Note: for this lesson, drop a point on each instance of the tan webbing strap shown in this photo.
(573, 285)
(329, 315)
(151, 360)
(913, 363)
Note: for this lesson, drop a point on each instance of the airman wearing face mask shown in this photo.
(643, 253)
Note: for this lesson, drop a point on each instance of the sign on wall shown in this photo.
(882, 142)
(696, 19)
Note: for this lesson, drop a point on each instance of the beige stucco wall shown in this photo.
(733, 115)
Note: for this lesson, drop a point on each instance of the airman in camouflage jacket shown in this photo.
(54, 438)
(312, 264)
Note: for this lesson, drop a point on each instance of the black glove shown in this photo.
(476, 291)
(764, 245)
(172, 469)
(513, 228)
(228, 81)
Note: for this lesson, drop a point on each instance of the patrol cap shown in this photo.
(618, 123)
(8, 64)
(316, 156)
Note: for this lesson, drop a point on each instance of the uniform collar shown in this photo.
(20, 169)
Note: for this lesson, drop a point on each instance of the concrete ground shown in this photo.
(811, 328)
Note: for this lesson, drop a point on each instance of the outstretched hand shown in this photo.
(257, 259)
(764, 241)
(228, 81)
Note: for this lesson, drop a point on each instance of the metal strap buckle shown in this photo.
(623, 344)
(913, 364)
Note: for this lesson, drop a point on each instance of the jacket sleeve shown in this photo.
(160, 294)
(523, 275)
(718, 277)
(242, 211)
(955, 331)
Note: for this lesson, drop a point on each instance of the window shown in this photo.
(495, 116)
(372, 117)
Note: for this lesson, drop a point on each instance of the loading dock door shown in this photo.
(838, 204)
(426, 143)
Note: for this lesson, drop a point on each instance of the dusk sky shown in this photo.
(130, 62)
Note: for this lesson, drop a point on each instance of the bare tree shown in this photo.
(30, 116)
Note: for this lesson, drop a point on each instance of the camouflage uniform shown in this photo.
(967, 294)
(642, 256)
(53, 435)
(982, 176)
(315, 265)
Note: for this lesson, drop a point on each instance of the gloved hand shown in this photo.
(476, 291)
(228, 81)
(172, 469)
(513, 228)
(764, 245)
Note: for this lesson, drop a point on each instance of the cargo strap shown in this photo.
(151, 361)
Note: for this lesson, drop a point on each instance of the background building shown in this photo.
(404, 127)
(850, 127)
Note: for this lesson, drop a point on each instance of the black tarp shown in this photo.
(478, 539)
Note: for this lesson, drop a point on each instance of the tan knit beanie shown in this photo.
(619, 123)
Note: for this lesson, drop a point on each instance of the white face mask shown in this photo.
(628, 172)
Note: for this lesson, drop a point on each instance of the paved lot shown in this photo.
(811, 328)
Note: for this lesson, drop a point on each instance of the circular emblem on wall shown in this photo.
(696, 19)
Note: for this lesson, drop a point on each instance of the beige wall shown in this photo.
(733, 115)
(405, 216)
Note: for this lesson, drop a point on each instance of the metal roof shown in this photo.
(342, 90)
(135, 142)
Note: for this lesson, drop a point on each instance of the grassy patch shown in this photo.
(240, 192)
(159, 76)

++++++++++++++++++++

**PROBLEM STATEMENT:** Return the entries in full, keeping every line exactly as it is.

**RESULT FOR THIS TASK:**
Note: for this lesson, drop a point on each instance of the tan webbing strap shown in this photo.
(573, 285)
(329, 315)
(151, 360)
(913, 363)
Note: for this lesson, drop a point on each instance of the airman wearing face mask shown in this photo.
(643, 253)
Note: for this lesson, drop a point on each instance of the sign on wall shown in this photo.
(882, 142)
(696, 19)
Note: for this lesson, drop a point on each instance of the beige stucco wall shown in this photo.
(733, 115)
Note: for this lesson, drop a point on each instance of the airman in camouflage jacket shown in this photo.
(54, 438)
(312, 264)
Note: for this lesson, drop a point on each instance of the black glove shown in this photo.
(476, 291)
(764, 245)
(172, 469)
(513, 228)
(228, 81)
Note: for this lesson, drop a point on each instance of the patrol cap shown in this photo.
(618, 123)
(8, 64)
(316, 156)
Note: for this lesson, drop a point on each instance of the uniform collar shown in this photo.
(20, 169)
Note: for this lesson, drop a point on each instance of the concrete ground shown in this photo.
(811, 328)
Note: for this lesson, drop a point on each instance of the outstretched hand shown in this photo.
(257, 259)
(764, 241)
(228, 81)
Note: for this lesson, drop a point on each instance of the metal strap buckle shown in this photo.
(623, 344)
(913, 364)
Note: for this lesson, drop a point on each instance of the jacket sleeve shown in this photo.
(160, 294)
(523, 275)
(718, 277)
(242, 211)
(955, 331)
Note: for this lesson, drop a point on each instance of the window shown in this photo.
(495, 116)
(372, 117)
Note: for this lesson, drop a point on each instance of the loading dock door shown in this photo.
(838, 204)
(426, 143)
Note: for this lesson, drop a point on each instance of the dusk sky shown in this photo.
(130, 62)
Note: for this lesson, drop a point on each instance of the bare tree shown in this photo.
(30, 116)
Note: for this lesson, drop a point on each instance of the camouflage uniform shown in this photo.
(967, 294)
(642, 256)
(53, 435)
(982, 176)
(315, 265)
Note: for this lesson, drop a point on each instance of the gloved hand shown in this photo.
(476, 291)
(228, 81)
(172, 469)
(513, 228)
(764, 245)
Note: for this lesson, drop a point on each instance of the cargo strap shown in this photo.
(151, 361)
Note: for this lesson, drop a point on each instance of the background building shown in this photo.
(404, 127)
(850, 127)
Note: for this lesson, drop a point on each instance of the black tarp shown in this photo.
(478, 539)
Note: for this lesson, drop a point on each instance of the tan knit beanie shown in this photo.
(619, 123)
Note: for this lesson, drop a point on each instance of the white face mask shown in this photo.
(628, 172)
Note: for this lesson, drop a point on each instance of the paved lot shown in this photo.
(811, 328)
Note: for this lesson, drop a point on each instance of the circular emblem on wall shown in this photo.
(696, 19)
Note: for this lesson, drop a point on each instance of the beige wall shown in this photo.
(733, 115)
(405, 216)
Note: for this lesson, drop a point on each instance of the metal roof shown in this photo.
(342, 90)
(135, 142)
Note: for this lesson, drop a point on each instance of the grassy patch shown in this photo.
(240, 192)
(159, 76)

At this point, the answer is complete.